PROBLEM TO SOLVE
Reproduce every line of the data below word for word, with no changes.

::: RECORDS FOR THE TASK :::

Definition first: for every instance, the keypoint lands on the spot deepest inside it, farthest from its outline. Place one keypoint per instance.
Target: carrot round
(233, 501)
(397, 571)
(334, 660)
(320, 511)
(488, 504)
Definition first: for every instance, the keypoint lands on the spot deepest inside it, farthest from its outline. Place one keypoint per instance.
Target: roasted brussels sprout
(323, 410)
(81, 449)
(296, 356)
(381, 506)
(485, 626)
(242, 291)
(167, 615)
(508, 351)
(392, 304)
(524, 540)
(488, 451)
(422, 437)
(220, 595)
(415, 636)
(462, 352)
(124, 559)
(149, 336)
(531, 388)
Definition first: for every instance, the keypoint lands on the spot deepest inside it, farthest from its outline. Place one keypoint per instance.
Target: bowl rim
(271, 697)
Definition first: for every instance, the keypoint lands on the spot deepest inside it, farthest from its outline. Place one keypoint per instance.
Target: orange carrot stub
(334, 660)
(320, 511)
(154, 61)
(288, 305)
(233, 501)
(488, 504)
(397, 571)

:::

OUTPUT FOR THIS TASK
Definition first: for every instance, the keypoint lands on the spot deepest inside it, farthest from its outline. Place one keypoint per instance.
Target: carrot round
(233, 501)
(397, 571)
(334, 660)
(320, 511)
(488, 504)
Definition first: for every instance, the keypoint lands on the spot deepest inside it, farthest from its outline. Place one keypoint per instance.
Target: roasted brussels sprout
(323, 410)
(81, 449)
(296, 356)
(381, 506)
(485, 626)
(242, 291)
(167, 615)
(508, 351)
(392, 304)
(524, 540)
(488, 451)
(422, 437)
(220, 595)
(415, 636)
(462, 352)
(124, 559)
(149, 336)
(531, 388)
Definition first: for every instance, the keypoint lands on the spot deepest inside it, farthest from its outline. Place one keypoint per instance.
Target: bowl rim
(271, 697)
Definition first: for every instance, the keypoint lands on the spot deepest inside it, farthest from its outline. Place one keypoint per instance.
Target: orange carrot stub
(334, 660)
(320, 511)
(154, 61)
(288, 305)
(233, 501)
(488, 504)
(397, 571)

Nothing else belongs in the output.